AIM OF THE TASK:
Gather every line in the records below that contains the word "target", and copy each one in full.

Saved entries:
________________________________________
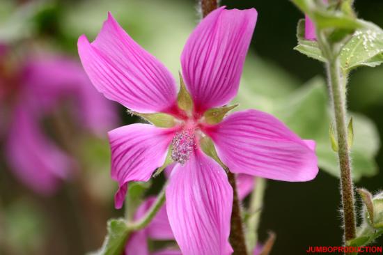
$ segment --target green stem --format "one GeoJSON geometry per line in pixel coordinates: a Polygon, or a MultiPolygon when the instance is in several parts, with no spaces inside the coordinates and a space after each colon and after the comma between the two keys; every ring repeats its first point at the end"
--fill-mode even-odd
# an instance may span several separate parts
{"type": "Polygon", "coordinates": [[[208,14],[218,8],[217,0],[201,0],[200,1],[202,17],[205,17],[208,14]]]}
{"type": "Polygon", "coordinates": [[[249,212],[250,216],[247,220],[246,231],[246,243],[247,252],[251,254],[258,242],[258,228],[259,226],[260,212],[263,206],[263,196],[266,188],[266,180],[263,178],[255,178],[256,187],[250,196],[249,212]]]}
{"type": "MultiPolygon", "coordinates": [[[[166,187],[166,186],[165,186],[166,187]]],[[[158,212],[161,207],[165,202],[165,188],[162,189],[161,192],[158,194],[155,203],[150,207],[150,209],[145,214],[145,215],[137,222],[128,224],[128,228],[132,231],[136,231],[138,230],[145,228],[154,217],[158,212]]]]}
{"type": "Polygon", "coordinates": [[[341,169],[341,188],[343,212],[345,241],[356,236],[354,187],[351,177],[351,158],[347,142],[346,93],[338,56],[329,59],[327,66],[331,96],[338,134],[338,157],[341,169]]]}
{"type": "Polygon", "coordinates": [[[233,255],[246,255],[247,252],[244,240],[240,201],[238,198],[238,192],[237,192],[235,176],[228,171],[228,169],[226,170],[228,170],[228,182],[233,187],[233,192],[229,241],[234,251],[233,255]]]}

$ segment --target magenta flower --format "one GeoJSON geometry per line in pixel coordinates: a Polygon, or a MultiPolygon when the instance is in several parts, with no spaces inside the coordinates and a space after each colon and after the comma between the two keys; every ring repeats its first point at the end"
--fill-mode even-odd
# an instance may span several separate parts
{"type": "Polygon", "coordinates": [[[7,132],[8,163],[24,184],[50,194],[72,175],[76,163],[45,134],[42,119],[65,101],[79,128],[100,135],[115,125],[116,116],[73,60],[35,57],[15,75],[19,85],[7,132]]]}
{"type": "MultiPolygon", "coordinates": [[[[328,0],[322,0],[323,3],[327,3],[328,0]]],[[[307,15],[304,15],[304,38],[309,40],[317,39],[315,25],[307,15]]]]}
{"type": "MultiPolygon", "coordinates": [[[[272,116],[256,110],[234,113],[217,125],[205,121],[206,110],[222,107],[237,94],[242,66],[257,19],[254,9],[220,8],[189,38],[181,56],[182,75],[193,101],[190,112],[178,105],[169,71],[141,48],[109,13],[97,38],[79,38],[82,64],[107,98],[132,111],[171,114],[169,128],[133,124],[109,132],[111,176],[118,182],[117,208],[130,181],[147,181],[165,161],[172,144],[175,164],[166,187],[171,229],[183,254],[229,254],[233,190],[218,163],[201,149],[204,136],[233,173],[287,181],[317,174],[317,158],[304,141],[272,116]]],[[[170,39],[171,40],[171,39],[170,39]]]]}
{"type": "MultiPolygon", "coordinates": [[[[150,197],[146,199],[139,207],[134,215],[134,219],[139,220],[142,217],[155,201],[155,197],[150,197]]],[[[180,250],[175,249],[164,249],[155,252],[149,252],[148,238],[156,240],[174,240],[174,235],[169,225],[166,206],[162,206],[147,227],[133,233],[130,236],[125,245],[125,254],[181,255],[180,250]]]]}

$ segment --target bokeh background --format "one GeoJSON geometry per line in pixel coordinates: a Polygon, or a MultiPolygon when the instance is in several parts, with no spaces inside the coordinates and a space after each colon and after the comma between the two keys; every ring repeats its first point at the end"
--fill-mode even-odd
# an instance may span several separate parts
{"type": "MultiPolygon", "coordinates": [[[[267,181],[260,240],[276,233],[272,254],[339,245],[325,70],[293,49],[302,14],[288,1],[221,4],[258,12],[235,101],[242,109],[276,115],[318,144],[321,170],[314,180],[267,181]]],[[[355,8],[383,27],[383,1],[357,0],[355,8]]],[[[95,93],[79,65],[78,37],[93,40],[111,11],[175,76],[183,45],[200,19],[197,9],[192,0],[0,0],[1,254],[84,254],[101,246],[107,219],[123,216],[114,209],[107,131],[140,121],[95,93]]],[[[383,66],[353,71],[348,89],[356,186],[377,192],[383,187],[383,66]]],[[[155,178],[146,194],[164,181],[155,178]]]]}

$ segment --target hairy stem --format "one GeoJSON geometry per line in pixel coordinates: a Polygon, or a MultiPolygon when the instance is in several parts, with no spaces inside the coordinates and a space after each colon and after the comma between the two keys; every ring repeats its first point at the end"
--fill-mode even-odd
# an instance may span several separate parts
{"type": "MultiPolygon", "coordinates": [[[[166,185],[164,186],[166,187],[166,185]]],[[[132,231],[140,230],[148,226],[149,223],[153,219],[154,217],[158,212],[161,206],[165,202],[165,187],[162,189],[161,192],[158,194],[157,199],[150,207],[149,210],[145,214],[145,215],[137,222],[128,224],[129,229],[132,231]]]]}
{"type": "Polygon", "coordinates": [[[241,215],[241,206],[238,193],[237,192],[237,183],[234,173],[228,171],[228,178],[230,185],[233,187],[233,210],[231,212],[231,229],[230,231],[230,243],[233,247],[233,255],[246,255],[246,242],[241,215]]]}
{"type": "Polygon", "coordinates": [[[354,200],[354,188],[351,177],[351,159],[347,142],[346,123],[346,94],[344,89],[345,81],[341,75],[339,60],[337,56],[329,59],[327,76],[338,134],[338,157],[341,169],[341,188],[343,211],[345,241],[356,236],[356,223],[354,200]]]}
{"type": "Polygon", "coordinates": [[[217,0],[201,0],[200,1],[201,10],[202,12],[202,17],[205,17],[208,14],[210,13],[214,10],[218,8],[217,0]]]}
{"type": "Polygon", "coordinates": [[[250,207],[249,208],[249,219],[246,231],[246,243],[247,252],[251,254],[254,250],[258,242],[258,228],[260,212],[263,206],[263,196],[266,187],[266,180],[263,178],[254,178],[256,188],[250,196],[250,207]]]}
________________________________________
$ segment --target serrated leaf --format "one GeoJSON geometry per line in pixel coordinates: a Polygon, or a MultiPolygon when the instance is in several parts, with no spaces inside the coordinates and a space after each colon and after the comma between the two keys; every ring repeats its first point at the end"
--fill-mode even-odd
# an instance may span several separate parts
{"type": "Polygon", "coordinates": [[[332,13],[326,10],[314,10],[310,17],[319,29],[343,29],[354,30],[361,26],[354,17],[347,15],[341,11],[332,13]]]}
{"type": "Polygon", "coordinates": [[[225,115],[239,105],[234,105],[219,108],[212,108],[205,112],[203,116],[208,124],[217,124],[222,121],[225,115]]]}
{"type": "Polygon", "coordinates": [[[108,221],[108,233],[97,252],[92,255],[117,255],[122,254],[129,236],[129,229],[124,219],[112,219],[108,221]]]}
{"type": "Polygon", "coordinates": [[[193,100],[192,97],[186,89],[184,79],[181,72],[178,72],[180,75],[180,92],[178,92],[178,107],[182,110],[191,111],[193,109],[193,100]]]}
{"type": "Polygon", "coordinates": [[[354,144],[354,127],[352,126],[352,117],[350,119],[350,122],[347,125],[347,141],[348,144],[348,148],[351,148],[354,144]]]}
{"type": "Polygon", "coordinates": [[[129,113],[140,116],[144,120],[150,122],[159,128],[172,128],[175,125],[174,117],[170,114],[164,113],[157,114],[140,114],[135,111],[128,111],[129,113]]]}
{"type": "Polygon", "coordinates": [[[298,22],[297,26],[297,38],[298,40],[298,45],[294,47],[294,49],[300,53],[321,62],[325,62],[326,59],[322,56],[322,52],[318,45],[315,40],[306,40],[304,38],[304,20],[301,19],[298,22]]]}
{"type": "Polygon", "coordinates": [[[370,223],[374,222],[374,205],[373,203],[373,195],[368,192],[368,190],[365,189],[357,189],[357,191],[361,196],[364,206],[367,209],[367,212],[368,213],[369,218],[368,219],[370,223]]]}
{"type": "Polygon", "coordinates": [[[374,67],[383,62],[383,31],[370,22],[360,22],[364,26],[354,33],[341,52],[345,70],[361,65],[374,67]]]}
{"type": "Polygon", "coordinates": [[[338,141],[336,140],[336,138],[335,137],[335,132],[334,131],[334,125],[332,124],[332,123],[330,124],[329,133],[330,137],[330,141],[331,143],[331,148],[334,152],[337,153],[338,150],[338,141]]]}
________________________________________
FULL ANSWER:
$ segment --target green stem --format "one GeoJSON geometry per line in pixel coordinates: a Polygon, or a MultiPolygon when the instance is in several parts, with no spaces inside the coordinates and a space after each colon and after the comma between the two keys; every ring repeats its first point at the end"
$ segment --target magenta flower --format "one GeoJSON geometry per line in pixel coordinates: a Polygon, or a MultiPolygon when the instance is in several parts, with no spaces inside the coordinates and a space after each colon and after the comma between the two keys; every ring repeats its first point at the end"
$ segment --target bokeh background --format "one GeoJSON geometry per line in pixel coordinates: a Polygon, or a MultiPolygon when the instance is in several parts, with no spaces inside the coordinates and a space after each colon and after the comma between the two keys; every ring repeats its first point at the end"
$ segment --target hairy stem --format "one GeoJSON geometry per line in pixel coordinates: a Polygon, or a MultiPolygon when the instance is in several parts, with no spaces inside the coordinates and a space after each colon and after the comma between the two keys; every ring repeats its first point at the end"
$ segment --target serrated leaf --format "one GeoJSON geometry per line in pixel coordinates: a Polygon, or a MultiPolygon when the instance is in several parts, with no spaces inside the coordinates and a space after each colon and after the comma between the two keys; every ring repeats its first point at the end"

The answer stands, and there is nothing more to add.